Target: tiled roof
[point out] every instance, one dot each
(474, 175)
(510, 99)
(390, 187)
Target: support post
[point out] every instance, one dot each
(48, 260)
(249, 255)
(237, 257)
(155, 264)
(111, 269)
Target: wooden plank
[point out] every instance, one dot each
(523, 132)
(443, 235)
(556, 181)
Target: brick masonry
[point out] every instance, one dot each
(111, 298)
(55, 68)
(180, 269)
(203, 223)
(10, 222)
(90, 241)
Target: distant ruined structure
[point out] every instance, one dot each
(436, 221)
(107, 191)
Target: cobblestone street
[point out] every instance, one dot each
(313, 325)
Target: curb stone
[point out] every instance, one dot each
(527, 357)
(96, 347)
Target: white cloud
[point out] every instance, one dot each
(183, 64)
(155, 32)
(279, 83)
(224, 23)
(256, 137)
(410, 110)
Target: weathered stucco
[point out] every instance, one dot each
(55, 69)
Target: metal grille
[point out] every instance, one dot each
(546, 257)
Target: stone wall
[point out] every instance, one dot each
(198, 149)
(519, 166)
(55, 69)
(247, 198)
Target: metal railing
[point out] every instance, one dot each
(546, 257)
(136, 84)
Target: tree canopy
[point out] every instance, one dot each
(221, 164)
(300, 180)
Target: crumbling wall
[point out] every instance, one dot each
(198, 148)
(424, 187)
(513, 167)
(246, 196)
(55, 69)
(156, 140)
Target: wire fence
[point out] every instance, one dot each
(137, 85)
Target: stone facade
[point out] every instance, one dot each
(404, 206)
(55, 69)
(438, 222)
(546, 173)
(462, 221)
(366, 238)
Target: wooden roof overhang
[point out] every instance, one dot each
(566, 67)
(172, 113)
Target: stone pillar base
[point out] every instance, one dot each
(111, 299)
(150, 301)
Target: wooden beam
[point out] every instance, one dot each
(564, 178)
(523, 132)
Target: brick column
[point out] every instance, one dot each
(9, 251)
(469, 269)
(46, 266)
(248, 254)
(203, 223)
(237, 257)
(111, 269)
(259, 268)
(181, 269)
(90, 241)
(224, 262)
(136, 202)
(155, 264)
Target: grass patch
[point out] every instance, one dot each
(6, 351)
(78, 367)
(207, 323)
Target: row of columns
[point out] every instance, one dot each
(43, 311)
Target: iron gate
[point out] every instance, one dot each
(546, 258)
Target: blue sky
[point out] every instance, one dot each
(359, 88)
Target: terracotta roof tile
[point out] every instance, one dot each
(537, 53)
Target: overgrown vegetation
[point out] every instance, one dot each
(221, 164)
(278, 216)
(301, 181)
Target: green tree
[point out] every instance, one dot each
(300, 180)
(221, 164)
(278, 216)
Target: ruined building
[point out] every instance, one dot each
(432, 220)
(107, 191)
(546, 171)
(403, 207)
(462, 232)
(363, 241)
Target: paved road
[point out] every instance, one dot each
+ + + + +
YOUR ASSIGNMENT: In full and word for word, output the entries.

RESULT FOR THIS EXERCISE:
Target: tiled roof
[point out] every instance, one dot each
(474, 175)
(510, 99)
(390, 187)
Target: support post
[point out] every instance, one dot each
(48, 260)
(249, 255)
(237, 257)
(155, 264)
(111, 269)
Target: wooden plank
[point out] every instance, one dot each
(523, 132)
(443, 235)
(556, 181)
Target: brick masonry
[point out] every instance, one dot each
(111, 298)
(55, 68)
(180, 269)
(203, 223)
(10, 222)
(90, 241)
Target: distant ruined structure
[point out] every instance, one dot each
(436, 221)
(107, 191)
Target: cobblestone street
[point out] every instance, one dot each
(313, 325)
Target: curb stone
[point out] every instance, one dot each
(527, 357)
(96, 347)
Target: white cloud
[point out] every instance, one dot each
(183, 64)
(155, 32)
(279, 83)
(224, 23)
(256, 137)
(410, 110)
Target: weathered stucco
[point out] every instance, one dot each
(55, 69)
Target: metal grille
[point out] every instance, one dot each
(546, 257)
Target: stone wall
[point out] every instance, one dot each
(198, 149)
(519, 166)
(55, 69)
(247, 198)
Target: metal railing
[point out] every instance, one dot each
(546, 257)
(136, 84)
Target: tree canopy
[point out] every instance, one dot each
(221, 164)
(300, 180)
Target: crumbling wall
[point out] every instance, one dot each
(198, 148)
(424, 187)
(513, 167)
(246, 196)
(55, 69)
(156, 140)
Target: wire fence
[point out] every instance, one dot each
(137, 85)
Target: stone facade
[point out] every instance, one dot each
(404, 206)
(55, 69)
(438, 222)
(546, 173)
(462, 221)
(366, 238)
Target: wooden roof overhang
[point out] every instance, one dot each
(566, 67)
(172, 113)
Target: stone pillar base
[point out] every instance, one dot each
(111, 299)
(150, 301)
Target: wooden beam
[point out] every instance, one dot each
(564, 178)
(523, 132)
Target: brick column
[point out] every instance, one dot each
(9, 251)
(469, 269)
(46, 266)
(248, 254)
(203, 223)
(237, 257)
(111, 269)
(259, 268)
(181, 269)
(90, 241)
(224, 262)
(136, 202)
(155, 264)
Target: grass patch
[point out] every instance, one dot each
(6, 351)
(78, 367)
(207, 323)
Target: row of columns
[point out] every instance, one dot each
(43, 311)
Target: iron gate
[point out] every instance, one dot each
(546, 258)
Target: blue sky
[point out] every instance, one dot each
(359, 88)
Target: terracotta roof tile
[point out] every instance, one dot each
(537, 53)
Target: overgrown vegetation
[point out] every instance, one dot each
(221, 164)
(278, 216)
(301, 181)
Target: green tree
[point out] every instance, one dot each
(300, 180)
(221, 164)
(278, 216)
Target: ruined building
[point out] every instance, one dot each
(432, 220)
(107, 191)
(546, 171)
(403, 207)
(462, 232)
(363, 241)
Target: paved road
[point out] every instance, one dot each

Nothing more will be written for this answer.